-- START Passage given --
3

We have a use case in the Streaming mode where we want to keep track of a counter on BigTable from the pipeline (something #items finished processing) for which we need the increment operation. From looking at https://cloud.google.com/bigtable/docs/dataflow-hbase, I see that append/increment operations of the HBase API are not supported by this client. The reason stated is the retry logic on batch mode but if Dataflow guarantees exactly-once, why would supporting it be a bad idea since I know for sure the increment was called only-once? I want to understand what part I am missing.

Also, is CloudBigTableIO usable in Streaming mode or is it tied to Batch mode only? I guess we could use the BigTable HBase client directly in the pipeline but the connector seems to have nice properties like Connection-pooling which we would like to leverage and hence the question.

noobNeverything
  • 212
  • 4
  • 14

2 Answers2

3

The way that Dataflow (and other systems) offer the appearence of exactly-once execution in the presence of failures and retries is by requiring that side-effects (such as mutating BigTable) are idempotent. A "write" is idempotent because it is overwritten on retry. Inserts can be made idempotent by including a deterministic "insert ID" that deduplicates the insert.

For an increment, that is not the case. It is not supported because it would not be idempotent when retried, so it would not support exactly-once execution.
-- END Passage given --
Goal:
In the forum thread, condense the paragraph starting "The way that Dataflow (and other systems)" into a short bulleted list that keeps its main facts.
-- START Stored records --
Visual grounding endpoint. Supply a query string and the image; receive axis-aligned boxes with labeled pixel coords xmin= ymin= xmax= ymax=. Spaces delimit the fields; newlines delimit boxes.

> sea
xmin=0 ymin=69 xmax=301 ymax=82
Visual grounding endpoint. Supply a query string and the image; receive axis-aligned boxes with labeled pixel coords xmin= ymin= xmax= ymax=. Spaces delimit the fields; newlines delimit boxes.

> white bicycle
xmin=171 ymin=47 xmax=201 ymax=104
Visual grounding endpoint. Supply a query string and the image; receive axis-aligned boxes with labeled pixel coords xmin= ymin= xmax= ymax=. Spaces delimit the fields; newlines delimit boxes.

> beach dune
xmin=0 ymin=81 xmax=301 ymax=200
-- END Stored records --
-- START Stored records --
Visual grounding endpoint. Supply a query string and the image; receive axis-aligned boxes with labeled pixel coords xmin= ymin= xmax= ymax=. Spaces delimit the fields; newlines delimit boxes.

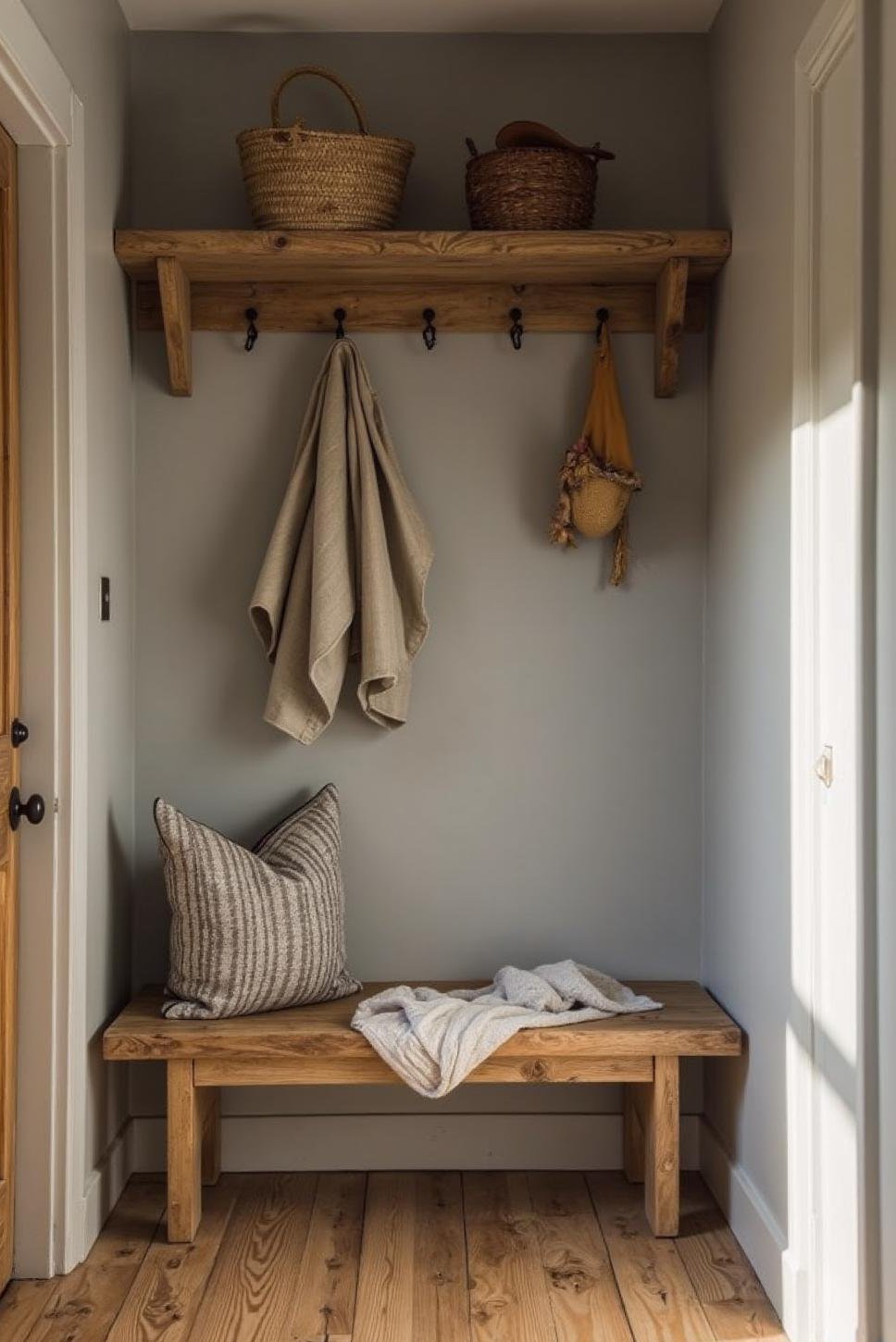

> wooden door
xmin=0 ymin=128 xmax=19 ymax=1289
-- END Stored records --
Output:
- Dataflow and similar systems appear to run exactly once, even with failures and retries, by requiring side effects such as changes to BigTable to be idempotent.
- A write is idempotent because a retry overwrites it.
- An insert can be made idempotent by giving it a deterministic "insert ID" that removes duplicates.